● Trecho para ler
- - -

A publicação reúne seis álbuns do personagem criado por Druillet, sendo eles: As 6 Viagens de Lone Sloane, Delirius, Gail, Chaos e Delirius 2, nos quais acompanhamos diversas histórias do explorador cósmico nas quais ele enfrentará tiranos despóticos, piratas espaciais, dragões e criaturas alienígenas, em mundos hostis e opressores, onde todos querem manipulá-lo e tomar seus poderes.

Para que você entenda o quão impactante e revolucionário é o trabalho de Druillet é preciso dizer que a sua galeria de fãs vai desde colegas de profissão como Hergé (o criador do TinTin), Moebius (que teve uma verdadeira transformação em seu estilo ao ter contato com o trabalho do autor) e René Goscinny (um dos criadores do Asterix e um dos mais geniais roteiristas de todos os tempos), até verdadeiros ícones do cinema como George Lucas e Ridley Scott. É possível até mesmo dizer que Jack Kirby e Druillet influenciaram um ao outro em seus trabalhos, numa espécie de sintonia entre gênios que propiciou alguns dos mais incríveis trabalhos da indústria.

Lone Sloane é um quadrinho que mostra todo o poder da criatividade de um verdadeiro criador de tendências, um gênio que merece ser mais conhecido pelos leitores de todo o mundo. Druillet é capaz de transportar o leitor aos confins do cosmo a cada virada de página e essa é uma habilidade que talvez nenhum outro autor possua. Leia sem medo e eu garanto que a viagem cósmica vai valer a pena. Simplesmente genial.

Confira nosso texto sobre Lone Sloane!

Primavera em Tchernóbil – Emmanuel Lepage

Documentários são fontes de informação sobre os assuntos mais variados, desde os temas mais simples e bobos, como a forma em que um produto é feito, até temas mais complexos, como grandes desastres ocorridos na história da humanidade. Essa vertente do jornalismo pode ser feita nas mais diversas mídias, sendo os quadrinhos uma das mais prolíficas.  E é isso que Emmanuel Lepage explorou em Primavera em Tchernóbil.

20 anos após o incidente em Tchernóbil, a maior catástrofe envolvendo energia nuclear na história da humanidade, ocorrida em 1986, um grupo de artistas e ativistas visita o locam a fim de documentar a vida dos sobreviventes da tragédia que habitam as terras contaminadas. Enviado para representar paisagens brutais de desastre e a loucura do homem, Emmanuel Lepage se surpreende com a inesperada beleza que encontra naquele inóspito lugar.

Primavera em Tchernóbil é um relato sobre como apesar de enormes tragédias, as pessoas acabam encontrando esperança e felicidade. Traz reflexão sobre a ganância e irresponsabilidade presente em nossa sociedade, algo muito importante.

- - -

● Registros listados
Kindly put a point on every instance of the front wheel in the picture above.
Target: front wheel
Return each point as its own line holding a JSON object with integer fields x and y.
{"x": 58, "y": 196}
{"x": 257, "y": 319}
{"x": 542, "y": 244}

- - -

● O que fazer
(A) No trecho sobre Primavera em Tchernóbil, explique por que Emmanuel Lepage se surpreende ao visitar o lugar.
(B) Segundo o trecho, em que ano ocorreu o desastre de Tchernóbil?
(C) Passe para o inglês esta frase do trecho: "Leia sem medo e eu garanto que a viagem cósmica vai valer a pena."
Os registros não entram em nada aqui.

● Respostas
(A) Ele foi enviado para retratar paisagens brutais de desastre e a loucura do homem. Mas encontrou uma beleza inesperada naquele lugar inóspito.

(B) Em 1986.

(C) Read without fear, and I guarantee the cosmic journey will be worth it.